_Page text_
——————————
| name | gh-issue |
| description | Generate two markdown files for the current branch — a focused GitHub issue (Problem/Solution) and a broad PR comment summarizing all changes. Trigger on "create an issue", "gh issue", "draft issue", "issue for this branch", or when the user wants to describe their branch changes for reviewers. Do NOT trigger for posting to GitHub via the API — this skill writes local markdown files only. |
gh-issue
Generate two local markdown files for the current branch:
issue.md — A focused GitHub issue describing the core problem the branch solves and the high-level approach. Narrow scope: one problem, one solution.
comment.md — A concise PR comment: bullet points summarizing what changed and why.
These serve different audiences at different moments. The issue is read before the code — it frames the "why" for maintainers and security researchers evaluating the PR. The comment is read alongside the diff — it gives reviewers a quick summary of what changed and why, not a file-by-file inventory.
Process
Step 1: Gather branch context
Run these in parallel to understand the branch:
- Identify the base branch — check if
main or master exists, or use the most likely upstream branch.
- Get the full diff —
git diff <base>...HEAD to see all changes on this branch.
- Read commit messages —
git log <base>..HEAD --oneline for the commit history on this branch.
- Get the branch name —
git branch --show-current since the branch name often hints at intent.
Step 2: Analyze the changes
Read through the diff and commits to understand:
- What changed: which files, modules, or components were touched
- The primary motivation: what single problem or need is the branch named after? This becomes the issue.
——————————
_Excerpted data_
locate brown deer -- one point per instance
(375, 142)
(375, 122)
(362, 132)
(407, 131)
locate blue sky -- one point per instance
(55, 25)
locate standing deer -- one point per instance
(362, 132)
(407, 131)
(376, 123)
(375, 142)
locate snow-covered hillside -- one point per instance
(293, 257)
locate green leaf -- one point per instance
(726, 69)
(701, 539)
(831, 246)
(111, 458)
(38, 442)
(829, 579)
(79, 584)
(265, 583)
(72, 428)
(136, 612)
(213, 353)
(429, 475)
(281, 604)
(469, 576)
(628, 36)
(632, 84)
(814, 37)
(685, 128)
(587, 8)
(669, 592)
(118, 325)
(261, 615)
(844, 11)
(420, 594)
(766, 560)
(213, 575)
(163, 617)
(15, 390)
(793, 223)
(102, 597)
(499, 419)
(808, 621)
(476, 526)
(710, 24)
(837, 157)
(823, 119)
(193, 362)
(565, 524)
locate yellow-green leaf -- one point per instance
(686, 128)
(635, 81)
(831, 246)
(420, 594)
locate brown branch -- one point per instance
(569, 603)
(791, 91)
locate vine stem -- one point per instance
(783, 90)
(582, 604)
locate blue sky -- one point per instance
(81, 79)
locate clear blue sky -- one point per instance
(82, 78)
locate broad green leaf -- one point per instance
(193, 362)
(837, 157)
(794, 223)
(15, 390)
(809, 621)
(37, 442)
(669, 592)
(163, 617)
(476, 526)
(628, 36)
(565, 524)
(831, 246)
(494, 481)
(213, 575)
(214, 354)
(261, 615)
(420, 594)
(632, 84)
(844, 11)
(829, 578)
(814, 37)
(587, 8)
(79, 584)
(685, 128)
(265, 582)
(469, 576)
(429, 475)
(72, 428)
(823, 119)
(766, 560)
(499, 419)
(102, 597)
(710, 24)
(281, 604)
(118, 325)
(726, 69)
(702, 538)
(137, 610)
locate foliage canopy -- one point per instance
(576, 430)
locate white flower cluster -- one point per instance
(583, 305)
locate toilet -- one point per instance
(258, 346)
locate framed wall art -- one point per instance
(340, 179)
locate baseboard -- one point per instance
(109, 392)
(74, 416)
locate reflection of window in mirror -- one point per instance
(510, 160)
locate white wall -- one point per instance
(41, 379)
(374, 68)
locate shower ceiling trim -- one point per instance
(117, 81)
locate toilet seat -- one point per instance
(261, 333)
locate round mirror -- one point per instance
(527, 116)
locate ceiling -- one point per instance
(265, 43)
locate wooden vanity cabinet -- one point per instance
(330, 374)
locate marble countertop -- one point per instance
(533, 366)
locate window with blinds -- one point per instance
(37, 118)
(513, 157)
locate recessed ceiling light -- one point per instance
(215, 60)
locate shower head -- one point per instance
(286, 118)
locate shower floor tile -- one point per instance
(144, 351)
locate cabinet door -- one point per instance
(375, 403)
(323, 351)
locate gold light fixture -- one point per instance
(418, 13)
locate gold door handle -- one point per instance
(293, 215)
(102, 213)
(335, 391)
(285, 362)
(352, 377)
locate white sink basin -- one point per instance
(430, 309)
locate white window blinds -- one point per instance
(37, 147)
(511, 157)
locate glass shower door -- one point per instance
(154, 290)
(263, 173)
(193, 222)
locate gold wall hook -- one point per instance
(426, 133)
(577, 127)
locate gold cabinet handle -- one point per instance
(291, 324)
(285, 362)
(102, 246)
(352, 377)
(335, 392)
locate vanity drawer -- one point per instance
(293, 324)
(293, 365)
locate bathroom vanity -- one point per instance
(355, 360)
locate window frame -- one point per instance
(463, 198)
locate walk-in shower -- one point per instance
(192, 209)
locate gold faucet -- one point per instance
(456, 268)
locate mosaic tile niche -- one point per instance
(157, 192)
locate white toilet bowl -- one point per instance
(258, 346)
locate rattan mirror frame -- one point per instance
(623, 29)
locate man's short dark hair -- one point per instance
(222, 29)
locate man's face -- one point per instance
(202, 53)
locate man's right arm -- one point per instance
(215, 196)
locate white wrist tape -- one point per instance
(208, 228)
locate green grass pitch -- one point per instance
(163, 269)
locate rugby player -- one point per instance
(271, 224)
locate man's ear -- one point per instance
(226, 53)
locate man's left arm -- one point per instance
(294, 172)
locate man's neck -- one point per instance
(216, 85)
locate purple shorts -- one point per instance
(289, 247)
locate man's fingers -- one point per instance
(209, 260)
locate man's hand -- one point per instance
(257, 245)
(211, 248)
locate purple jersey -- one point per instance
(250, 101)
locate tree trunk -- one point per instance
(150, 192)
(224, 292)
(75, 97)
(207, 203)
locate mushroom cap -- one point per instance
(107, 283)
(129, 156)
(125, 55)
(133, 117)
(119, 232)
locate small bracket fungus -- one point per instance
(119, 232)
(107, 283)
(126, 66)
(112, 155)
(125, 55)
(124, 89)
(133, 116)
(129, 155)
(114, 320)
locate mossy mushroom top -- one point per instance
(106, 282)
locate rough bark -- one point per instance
——————————
_Exercise instructions_
a) Answer from the gh-issue page text:
(i) Which two files does it generate for the current branch?
(ii) Which command reads the commit messages?
(iii) At what moment is the comment read?
b) Write out the gh-issue page text starting at "These serve different" and ending at "likely upstream branch.", swapping "security researchers" for "auditors".

_Task answers_
a)
(i) issue.md and comment.md
(ii) git log <base>..HEAD --oneline
(iii) Alongside the diff

b)
These serve different audiences at different moments. The issue is read before the code — it frames the "why" for maintainers and auditors evaluating the PR. The comment is read alongside the diff — it gives reviewers a quick summary of what changed and why, not a file-by-file inventory.
Process
Step 1: Gather branch context
Run these in parallel to understand the branch:
- Identify the base branch — check if
main or master exists, or use the most likely upstream branch.